[MATERIAL TO PROCESS]
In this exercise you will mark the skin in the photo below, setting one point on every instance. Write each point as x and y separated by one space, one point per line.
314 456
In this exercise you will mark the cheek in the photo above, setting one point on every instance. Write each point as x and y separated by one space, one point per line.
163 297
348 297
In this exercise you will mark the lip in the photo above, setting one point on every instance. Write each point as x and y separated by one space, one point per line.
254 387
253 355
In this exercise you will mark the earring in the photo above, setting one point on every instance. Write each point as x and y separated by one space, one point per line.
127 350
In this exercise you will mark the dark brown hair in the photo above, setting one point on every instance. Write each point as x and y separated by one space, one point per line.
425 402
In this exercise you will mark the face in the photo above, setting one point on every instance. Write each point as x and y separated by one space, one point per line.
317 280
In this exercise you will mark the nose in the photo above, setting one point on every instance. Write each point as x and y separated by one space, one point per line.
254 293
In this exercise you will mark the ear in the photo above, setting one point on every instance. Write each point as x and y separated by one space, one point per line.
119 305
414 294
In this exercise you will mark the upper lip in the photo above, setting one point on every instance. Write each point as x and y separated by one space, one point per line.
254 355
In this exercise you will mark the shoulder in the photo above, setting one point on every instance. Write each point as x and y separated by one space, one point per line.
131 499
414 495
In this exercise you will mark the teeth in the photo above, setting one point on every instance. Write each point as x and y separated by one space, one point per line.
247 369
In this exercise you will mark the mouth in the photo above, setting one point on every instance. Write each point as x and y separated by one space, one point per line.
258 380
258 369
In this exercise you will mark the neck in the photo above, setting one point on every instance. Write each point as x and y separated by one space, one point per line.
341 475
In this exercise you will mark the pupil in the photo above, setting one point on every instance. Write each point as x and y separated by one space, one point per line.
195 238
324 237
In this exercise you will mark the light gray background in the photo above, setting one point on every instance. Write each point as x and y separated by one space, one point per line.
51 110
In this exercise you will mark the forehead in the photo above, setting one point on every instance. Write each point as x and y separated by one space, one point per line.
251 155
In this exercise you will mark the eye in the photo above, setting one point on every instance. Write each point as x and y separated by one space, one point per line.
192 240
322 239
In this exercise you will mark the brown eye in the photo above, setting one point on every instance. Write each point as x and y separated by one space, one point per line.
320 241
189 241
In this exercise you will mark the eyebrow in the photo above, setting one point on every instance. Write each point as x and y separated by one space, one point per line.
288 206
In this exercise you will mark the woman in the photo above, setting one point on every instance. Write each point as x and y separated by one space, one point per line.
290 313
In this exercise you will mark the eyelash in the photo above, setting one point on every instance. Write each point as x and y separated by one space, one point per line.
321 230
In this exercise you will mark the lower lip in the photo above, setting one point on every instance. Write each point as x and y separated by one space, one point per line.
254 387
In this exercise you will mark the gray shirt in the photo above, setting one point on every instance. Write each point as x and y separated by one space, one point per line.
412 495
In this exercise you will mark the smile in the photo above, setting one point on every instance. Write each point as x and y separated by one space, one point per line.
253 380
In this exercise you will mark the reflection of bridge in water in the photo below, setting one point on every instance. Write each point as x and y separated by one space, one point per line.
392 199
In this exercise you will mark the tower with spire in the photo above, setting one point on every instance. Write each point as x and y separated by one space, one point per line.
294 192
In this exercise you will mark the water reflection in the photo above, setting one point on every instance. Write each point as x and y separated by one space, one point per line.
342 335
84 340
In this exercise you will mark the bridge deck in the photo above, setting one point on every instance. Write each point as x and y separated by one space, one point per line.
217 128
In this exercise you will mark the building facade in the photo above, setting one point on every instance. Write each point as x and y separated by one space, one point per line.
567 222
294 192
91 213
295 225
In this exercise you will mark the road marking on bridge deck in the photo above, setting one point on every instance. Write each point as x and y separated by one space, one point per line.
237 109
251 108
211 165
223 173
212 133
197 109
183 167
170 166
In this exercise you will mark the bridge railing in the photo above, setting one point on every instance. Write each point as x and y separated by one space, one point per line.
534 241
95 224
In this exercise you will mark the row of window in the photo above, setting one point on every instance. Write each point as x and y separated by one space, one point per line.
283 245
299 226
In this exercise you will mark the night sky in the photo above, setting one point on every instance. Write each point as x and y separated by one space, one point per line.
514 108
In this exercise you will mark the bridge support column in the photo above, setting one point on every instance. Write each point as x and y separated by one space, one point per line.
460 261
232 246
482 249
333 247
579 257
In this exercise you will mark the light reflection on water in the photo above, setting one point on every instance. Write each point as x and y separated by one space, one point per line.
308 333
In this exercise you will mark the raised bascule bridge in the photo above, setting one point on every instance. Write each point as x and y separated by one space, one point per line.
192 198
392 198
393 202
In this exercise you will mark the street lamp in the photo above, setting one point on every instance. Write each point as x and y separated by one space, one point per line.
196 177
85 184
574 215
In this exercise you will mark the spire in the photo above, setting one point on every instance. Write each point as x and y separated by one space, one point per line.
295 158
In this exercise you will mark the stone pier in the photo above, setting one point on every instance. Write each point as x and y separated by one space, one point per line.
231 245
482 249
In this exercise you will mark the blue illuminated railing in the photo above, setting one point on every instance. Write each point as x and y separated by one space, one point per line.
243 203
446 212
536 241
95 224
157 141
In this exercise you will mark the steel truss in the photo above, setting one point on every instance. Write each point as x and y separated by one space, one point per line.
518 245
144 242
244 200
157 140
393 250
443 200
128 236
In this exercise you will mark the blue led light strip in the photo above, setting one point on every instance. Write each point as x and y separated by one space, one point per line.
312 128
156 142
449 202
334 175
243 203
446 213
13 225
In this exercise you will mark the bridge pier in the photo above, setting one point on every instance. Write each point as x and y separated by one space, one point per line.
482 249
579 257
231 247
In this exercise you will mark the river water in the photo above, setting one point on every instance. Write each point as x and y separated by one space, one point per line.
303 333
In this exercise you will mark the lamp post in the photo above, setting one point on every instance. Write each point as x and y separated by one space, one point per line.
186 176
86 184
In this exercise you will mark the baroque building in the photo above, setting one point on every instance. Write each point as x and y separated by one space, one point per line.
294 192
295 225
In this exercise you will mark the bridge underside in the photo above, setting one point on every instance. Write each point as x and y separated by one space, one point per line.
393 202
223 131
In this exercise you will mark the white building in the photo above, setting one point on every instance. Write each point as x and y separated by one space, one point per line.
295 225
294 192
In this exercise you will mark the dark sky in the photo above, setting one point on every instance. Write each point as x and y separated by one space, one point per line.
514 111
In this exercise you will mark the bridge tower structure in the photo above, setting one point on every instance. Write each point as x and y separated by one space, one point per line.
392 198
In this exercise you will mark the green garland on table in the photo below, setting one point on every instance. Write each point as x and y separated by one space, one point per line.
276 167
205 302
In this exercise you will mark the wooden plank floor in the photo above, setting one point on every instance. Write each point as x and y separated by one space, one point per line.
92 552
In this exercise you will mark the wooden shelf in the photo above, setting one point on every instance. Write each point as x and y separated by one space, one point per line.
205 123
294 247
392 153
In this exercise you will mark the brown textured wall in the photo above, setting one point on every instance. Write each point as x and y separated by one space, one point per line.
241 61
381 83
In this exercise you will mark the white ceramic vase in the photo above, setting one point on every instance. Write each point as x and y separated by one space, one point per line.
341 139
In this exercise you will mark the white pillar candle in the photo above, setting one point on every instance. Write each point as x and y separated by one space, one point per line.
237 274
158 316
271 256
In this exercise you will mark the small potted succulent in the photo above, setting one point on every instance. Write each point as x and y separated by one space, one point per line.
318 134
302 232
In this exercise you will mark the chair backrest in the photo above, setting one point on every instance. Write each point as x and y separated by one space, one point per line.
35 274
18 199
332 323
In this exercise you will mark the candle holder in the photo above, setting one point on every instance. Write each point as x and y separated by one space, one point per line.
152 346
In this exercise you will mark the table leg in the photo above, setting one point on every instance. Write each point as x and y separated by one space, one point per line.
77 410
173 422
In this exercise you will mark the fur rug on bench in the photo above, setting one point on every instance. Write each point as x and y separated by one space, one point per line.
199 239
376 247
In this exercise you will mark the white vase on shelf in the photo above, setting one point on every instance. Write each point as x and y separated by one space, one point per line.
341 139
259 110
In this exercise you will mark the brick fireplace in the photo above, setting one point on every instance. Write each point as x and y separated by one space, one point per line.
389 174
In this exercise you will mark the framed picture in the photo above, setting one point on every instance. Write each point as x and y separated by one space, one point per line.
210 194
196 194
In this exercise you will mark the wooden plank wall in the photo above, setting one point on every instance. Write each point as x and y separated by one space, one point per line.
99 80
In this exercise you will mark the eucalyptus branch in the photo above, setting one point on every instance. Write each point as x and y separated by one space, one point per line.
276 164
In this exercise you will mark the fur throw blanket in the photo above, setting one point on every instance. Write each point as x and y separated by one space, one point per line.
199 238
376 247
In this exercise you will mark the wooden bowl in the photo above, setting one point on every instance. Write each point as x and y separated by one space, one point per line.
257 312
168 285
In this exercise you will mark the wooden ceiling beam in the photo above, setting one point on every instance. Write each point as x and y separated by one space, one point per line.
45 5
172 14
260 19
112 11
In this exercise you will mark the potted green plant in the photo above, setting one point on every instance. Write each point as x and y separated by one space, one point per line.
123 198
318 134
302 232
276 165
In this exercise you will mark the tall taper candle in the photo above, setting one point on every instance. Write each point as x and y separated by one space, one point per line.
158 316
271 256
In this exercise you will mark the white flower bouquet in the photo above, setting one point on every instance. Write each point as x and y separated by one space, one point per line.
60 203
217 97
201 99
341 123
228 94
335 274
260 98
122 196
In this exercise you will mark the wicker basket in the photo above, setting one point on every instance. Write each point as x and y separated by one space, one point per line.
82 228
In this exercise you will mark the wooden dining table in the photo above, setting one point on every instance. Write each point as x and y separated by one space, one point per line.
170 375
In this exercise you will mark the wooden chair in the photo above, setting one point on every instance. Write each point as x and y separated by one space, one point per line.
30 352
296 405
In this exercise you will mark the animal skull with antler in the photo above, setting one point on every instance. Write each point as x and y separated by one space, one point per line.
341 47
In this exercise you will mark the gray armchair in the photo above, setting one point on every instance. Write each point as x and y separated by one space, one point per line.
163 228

[REQUIREMENTS]
Reproduce the listing above exactly from the line containing "In this exercise you will mark the wicker" through its last line, with both of those lines included.

[TASK OUTPUT]
In this exercise you will mark the wicker basket in the photo above, setting one point on every instance. Write each point as x and y separated by one space, one point per line.
82 228
In this exercise you will mark the wooden dining table in the photo above, setting one point on every instance. Write each point as x and y separated by one space, one point per line.
170 375
In this exercise you will mark the wooden chair in the photo above, setting one point on every instance. Write each point as x and y separated by one space, one point per line.
30 352
296 405
In this exercise you will mark the animal skull with antler in the photo above, setting one point on every instance. Write each point as x and y separated by one space, one point per line.
341 47
In this exercise you will mark the gray armchair in the photo above, setting one point on every instance. Write each point as x and y separated by one space, one point per line.
163 228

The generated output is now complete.